:: Problem description ::
Print nothing except the lines of the listing below from the line with "pixel 886 1065" to the line with "pixel 18 437", each exactly as written, both ends included.

== Source material

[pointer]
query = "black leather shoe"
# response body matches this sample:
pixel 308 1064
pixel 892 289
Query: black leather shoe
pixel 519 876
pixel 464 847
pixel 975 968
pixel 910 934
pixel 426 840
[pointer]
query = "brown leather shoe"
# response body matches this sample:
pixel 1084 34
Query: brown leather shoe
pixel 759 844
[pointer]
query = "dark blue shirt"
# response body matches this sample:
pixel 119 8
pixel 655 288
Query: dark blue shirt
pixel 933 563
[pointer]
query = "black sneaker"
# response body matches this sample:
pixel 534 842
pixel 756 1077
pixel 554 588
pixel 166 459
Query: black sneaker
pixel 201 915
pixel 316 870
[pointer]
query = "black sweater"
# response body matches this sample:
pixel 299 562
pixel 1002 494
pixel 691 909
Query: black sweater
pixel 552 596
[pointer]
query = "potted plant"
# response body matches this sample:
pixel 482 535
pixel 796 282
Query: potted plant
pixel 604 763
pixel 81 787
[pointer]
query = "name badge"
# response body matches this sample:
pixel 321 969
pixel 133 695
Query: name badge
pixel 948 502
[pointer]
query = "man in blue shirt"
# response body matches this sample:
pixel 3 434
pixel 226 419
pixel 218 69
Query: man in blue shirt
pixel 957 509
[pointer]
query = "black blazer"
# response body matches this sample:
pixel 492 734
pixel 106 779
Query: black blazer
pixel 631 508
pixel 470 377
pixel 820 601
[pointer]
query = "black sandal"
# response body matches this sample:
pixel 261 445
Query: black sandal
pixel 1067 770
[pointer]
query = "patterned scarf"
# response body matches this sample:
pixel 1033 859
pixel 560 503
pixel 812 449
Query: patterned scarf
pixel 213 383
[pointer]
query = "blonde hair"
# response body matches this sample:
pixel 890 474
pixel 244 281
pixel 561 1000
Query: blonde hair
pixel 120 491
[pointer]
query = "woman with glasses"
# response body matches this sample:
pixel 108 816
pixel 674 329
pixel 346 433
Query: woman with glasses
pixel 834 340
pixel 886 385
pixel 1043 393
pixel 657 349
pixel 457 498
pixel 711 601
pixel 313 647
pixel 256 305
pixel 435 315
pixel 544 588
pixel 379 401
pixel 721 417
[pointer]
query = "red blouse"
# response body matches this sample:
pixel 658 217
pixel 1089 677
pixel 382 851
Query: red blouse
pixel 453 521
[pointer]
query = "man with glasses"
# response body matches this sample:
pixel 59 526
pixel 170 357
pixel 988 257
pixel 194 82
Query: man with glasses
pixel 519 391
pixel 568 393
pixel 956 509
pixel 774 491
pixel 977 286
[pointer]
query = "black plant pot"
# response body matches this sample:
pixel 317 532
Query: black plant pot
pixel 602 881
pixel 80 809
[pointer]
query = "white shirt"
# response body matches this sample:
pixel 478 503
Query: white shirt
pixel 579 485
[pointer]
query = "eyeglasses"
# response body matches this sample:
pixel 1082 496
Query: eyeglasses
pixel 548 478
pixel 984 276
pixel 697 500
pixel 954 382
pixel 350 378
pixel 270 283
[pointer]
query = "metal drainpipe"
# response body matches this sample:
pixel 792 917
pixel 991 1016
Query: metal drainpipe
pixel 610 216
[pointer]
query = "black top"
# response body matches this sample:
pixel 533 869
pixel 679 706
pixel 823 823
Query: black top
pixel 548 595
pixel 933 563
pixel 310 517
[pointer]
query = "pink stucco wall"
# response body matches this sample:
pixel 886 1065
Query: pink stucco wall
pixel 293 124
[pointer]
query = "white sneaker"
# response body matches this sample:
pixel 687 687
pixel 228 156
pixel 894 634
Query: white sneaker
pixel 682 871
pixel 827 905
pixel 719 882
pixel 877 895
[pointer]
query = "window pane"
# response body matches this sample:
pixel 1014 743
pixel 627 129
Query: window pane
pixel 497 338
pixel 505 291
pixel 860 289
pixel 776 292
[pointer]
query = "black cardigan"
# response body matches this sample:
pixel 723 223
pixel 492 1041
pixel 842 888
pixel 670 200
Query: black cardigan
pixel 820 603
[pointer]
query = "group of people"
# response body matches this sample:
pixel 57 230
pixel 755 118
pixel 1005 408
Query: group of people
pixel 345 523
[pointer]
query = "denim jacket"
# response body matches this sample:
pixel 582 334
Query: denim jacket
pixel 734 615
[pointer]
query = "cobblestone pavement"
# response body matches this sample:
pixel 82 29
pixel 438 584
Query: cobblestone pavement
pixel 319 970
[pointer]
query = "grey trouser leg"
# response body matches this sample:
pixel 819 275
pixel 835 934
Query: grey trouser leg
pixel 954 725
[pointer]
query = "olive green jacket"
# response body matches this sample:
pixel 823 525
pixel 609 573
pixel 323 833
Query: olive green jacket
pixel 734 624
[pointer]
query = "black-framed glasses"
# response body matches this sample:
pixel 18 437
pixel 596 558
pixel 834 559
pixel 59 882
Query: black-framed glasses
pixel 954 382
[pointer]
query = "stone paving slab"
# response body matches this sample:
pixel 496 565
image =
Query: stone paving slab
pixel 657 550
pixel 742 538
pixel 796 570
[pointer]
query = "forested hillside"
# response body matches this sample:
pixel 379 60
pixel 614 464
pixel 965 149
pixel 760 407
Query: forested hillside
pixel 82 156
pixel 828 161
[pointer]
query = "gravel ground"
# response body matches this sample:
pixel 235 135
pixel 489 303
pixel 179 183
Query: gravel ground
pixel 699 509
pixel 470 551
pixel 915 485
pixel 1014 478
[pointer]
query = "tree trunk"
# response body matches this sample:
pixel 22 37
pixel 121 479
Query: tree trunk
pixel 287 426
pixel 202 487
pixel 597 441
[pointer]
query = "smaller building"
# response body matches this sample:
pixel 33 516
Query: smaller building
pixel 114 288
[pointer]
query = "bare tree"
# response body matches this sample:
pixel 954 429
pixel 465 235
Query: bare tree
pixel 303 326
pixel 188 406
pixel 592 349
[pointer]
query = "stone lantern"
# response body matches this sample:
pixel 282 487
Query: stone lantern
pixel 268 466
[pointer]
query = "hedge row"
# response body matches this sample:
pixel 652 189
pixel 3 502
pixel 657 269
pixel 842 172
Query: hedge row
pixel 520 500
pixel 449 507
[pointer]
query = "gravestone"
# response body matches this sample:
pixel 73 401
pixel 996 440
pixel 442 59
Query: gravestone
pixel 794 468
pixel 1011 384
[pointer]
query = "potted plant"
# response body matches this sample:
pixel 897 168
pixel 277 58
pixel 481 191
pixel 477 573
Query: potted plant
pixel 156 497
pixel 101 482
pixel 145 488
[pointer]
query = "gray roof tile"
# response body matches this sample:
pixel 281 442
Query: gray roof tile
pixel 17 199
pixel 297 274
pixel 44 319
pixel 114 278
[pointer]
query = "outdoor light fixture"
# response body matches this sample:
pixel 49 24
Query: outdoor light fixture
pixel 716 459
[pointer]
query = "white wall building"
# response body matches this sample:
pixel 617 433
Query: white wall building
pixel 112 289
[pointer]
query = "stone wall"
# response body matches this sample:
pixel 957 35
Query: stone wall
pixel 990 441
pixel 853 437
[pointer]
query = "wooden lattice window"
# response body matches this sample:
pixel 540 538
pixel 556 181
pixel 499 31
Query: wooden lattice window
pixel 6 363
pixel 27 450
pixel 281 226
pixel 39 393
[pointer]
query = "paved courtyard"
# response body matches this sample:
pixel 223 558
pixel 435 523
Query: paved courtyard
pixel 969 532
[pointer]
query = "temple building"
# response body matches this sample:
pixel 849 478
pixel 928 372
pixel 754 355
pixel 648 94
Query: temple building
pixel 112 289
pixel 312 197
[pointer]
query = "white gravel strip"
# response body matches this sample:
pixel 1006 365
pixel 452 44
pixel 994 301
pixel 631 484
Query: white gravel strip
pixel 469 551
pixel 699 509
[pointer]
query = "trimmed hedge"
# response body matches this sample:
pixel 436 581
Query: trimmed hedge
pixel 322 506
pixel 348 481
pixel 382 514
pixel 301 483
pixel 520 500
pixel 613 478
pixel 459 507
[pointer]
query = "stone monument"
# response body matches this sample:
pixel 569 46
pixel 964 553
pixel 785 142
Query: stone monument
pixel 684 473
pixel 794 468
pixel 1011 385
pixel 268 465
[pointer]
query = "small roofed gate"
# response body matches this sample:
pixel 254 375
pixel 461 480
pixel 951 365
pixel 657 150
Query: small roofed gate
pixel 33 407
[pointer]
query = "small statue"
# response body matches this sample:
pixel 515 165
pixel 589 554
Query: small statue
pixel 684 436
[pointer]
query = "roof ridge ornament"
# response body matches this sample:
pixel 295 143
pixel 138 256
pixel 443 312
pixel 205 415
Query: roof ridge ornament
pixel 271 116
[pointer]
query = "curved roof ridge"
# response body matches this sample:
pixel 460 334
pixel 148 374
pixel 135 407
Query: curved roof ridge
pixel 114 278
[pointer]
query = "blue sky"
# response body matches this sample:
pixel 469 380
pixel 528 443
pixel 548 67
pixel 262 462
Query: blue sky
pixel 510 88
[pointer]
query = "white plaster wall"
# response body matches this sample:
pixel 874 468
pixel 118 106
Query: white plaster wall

====

:: Answer to this problem ::
pixel 886 1065
Query: pink stucco wall
pixel 293 124
[pointer]
query = "white sneaker"
# response body matches this sample:
pixel 687 687
pixel 228 156
pixel 894 634
Query: white sneaker
pixel 682 871
pixel 827 905
pixel 719 882
pixel 877 895
[pointer]
query = "window pane"
# response body matches this sample:
pixel 1014 743
pixel 627 129
Query: window pane
pixel 497 338
pixel 505 291
pixel 860 289
pixel 776 292
[pointer]
query = "black cardigan"
# response body matches this sample:
pixel 723 223
pixel 492 1041
pixel 842 888
pixel 670 200
Query: black cardigan
pixel 820 603
[pointer]
query = "group of people"
# response body matches this sample:
pixel 57 230
pixel 755 118
pixel 1005 408
Query: group of people
pixel 345 523
[pointer]
query = "denim jacket"
# response body matches this sample:
pixel 582 334
Query: denim jacket
pixel 734 615
[pointer]
query = "cobblestone pavement"
# response body matches this sample:
pixel 82 29
pixel 438 584
Query: cobblestone pavement
pixel 319 970
[pointer]
query = "grey trouser leg"
# response body matches this sample:
pixel 819 275
pixel 835 934
Query: grey trouser leg
pixel 954 725
[pointer]
query = "olive green jacket"
# response body matches this sample:
pixel 823 525
pixel 609 573
pixel 323 833
Query: olive green jacket
pixel 734 624
[pointer]
query = "black-framed glasses"
# response body matches this sample:
pixel 18 437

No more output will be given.